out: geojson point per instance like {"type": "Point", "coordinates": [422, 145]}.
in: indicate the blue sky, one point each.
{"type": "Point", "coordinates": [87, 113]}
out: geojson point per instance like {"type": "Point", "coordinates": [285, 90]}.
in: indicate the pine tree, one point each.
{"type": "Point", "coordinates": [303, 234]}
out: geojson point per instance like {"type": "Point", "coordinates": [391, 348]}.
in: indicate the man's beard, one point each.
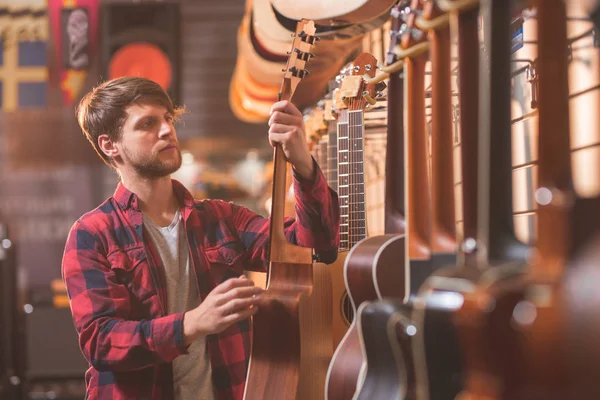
{"type": "Point", "coordinates": [152, 166]}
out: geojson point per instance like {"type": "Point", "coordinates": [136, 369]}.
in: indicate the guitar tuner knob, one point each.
{"type": "Point", "coordinates": [380, 87]}
{"type": "Point", "coordinates": [369, 99]}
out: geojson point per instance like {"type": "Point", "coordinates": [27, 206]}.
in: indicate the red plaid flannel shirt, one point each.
{"type": "Point", "coordinates": [118, 292]}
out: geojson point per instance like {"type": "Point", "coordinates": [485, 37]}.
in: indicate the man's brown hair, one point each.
{"type": "Point", "coordinates": [102, 110]}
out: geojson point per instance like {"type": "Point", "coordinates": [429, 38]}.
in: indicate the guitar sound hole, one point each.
{"type": "Point", "coordinates": [346, 309]}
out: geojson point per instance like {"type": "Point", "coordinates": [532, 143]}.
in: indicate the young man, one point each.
{"type": "Point", "coordinates": [155, 278]}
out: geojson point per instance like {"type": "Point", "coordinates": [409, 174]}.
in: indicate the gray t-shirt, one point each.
{"type": "Point", "coordinates": [192, 374]}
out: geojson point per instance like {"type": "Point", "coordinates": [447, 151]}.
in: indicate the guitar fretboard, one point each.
{"type": "Point", "coordinates": [351, 185]}
{"type": "Point", "coordinates": [332, 174]}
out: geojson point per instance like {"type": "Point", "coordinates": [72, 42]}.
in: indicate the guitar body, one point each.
{"type": "Point", "coordinates": [291, 340]}
{"type": "Point", "coordinates": [386, 334]}
{"type": "Point", "coordinates": [291, 346]}
{"type": "Point", "coordinates": [342, 313]}
{"type": "Point", "coordinates": [371, 272]}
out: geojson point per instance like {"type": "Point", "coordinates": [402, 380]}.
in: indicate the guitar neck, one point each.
{"type": "Point", "coordinates": [416, 171]}
{"type": "Point", "coordinates": [443, 232]}
{"type": "Point", "coordinates": [554, 168]}
{"type": "Point", "coordinates": [495, 220]}
{"type": "Point", "coordinates": [332, 173]}
{"type": "Point", "coordinates": [394, 158]}
{"type": "Point", "coordinates": [468, 97]}
{"type": "Point", "coordinates": [351, 186]}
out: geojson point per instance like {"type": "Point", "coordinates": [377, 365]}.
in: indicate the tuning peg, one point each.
{"type": "Point", "coordinates": [304, 56]}
{"type": "Point", "coordinates": [300, 73]}
{"type": "Point", "coordinates": [380, 87]}
{"type": "Point", "coordinates": [369, 99]}
{"type": "Point", "coordinates": [308, 38]}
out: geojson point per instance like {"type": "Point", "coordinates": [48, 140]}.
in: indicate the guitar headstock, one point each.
{"type": "Point", "coordinates": [430, 10]}
{"type": "Point", "coordinates": [355, 92]}
{"type": "Point", "coordinates": [410, 34]}
{"type": "Point", "coordinates": [397, 18]}
{"type": "Point", "coordinates": [295, 70]}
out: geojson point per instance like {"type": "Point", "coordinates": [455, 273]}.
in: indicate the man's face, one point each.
{"type": "Point", "coordinates": [149, 143]}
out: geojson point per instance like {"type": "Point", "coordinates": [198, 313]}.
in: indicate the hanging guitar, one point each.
{"type": "Point", "coordinates": [291, 341]}
{"type": "Point", "coordinates": [368, 275]}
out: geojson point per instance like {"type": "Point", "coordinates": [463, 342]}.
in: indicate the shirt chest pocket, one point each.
= = = =
Once the pictures are set aside, please reproduce the remaining material word for word.

FINAL ANSWER —
out: geojson point per instance like {"type": "Point", "coordinates": [422, 145]}.
in: indicate the blue sky, one point each.
{"type": "Point", "coordinates": [87, 113]}
out: geojson point per instance like {"type": "Point", "coordinates": [285, 90]}.
in: indicate the pine tree, one point each.
{"type": "Point", "coordinates": [303, 234]}
out: geojson point per instance like {"type": "Point", "coordinates": [391, 348]}.
in: indicate the man's beard, one point each.
{"type": "Point", "coordinates": [152, 166]}
out: geojson point per instance like {"type": "Point", "coordinates": [136, 369]}.
in: indicate the guitar tuner knob, one point each.
{"type": "Point", "coordinates": [380, 87]}
{"type": "Point", "coordinates": [369, 99]}
out: geojson point per instance like {"type": "Point", "coordinates": [27, 206]}.
in: indicate the red plaid flannel shirt, one point each.
{"type": "Point", "coordinates": [118, 292]}
out: geojson point per instance like {"type": "Point", "coordinates": [485, 37]}.
in: indicate the man's brown hair, one point each.
{"type": "Point", "coordinates": [102, 110]}
out: geojson point per instance like {"type": "Point", "coordinates": [429, 38]}.
in: indicate the guitar sound hole, one point each.
{"type": "Point", "coordinates": [346, 309]}
out: geojson point per instance like {"type": "Point", "coordinates": [532, 143]}.
in: indicate the young man, one point each.
{"type": "Point", "coordinates": [155, 278]}
out: geojson point per instance like {"type": "Point", "coordinates": [409, 174]}.
in: indicate the gray t-shirt, one point each.
{"type": "Point", "coordinates": [192, 374]}
out: geojson point per instance like {"type": "Point", "coordinates": [447, 151]}.
in: indicate the guitar fretboard, one point each.
{"type": "Point", "coordinates": [351, 185]}
{"type": "Point", "coordinates": [332, 174]}
out: geojson point per instance like {"type": "Point", "coordinates": [72, 42]}.
in: indicate the guitar body, one point each.
{"type": "Point", "coordinates": [291, 340]}
{"type": "Point", "coordinates": [386, 334]}
{"type": "Point", "coordinates": [291, 346]}
{"type": "Point", "coordinates": [342, 313]}
{"type": "Point", "coordinates": [371, 272]}
out: geojson point per instance like {"type": "Point", "coordinates": [402, 380]}.
in: indicate the guitar neck, one point each.
{"type": "Point", "coordinates": [416, 171]}
{"type": "Point", "coordinates": [443, 232]}
{"type": "Point", "coordinates": [554, 168]}
{"type": "Point", "coordinates": [495, 220]}
{"type": "Point", "coordinates": [332, 173]}
{"type": "Point", "coordinates": [394, 158]}
{"type": "Point", "coordinates": [468, 97]}
{"type": "Point", "coordinates": [351, 186]}
out: geojson point per instance like {"type": "Point", "coordinates": [377, 365]}.
in: indicate the tuning peg, one point each.
{"type": "Point", "coordinates": [304, 56]}
{"type": "Point", "coordinates": [300, 73]}
{"type": "Point", "coordinates": [380, 87]}
{"type": "Point", "coordinates": [369, 99]}
{"type": "Point", "coordinates": [308, 38]}
out: geojson point per instance like {"type": "Point", "coordinates": [48, 140]}.
in: indicate the guitar headstock, one point each.
{"type": "Point", "coordinates": [430, 10]}
{"type": "Point", "coordinates": [355, 92]}
{"type": "Point", "coordinates": [410, 34]}
{"type": "Point", "coordinates": [397, 18]}
{"type": "Point", "coordinates": [295, 70]}
out: geojson point per instance like {"type": "Point", "coordinates": [455, 273]}.
in: indicate the man's face, one point each.
{"type": "Point", "coordinates": [149, 143]}
out: geojson point per instance like {"type": "Point", "coordinates": [198, 313]}.
in: indicate the hanging guitar, one point each.
{"type": "Point", "coordinates": [291, 341]}
{"type": "Point", "coordinates": [368, 275]}
out: geojson point per instance like {"type": "Point", "coordinates": [463, 342]}.
in: indicate the shirt chest pocket, one point each.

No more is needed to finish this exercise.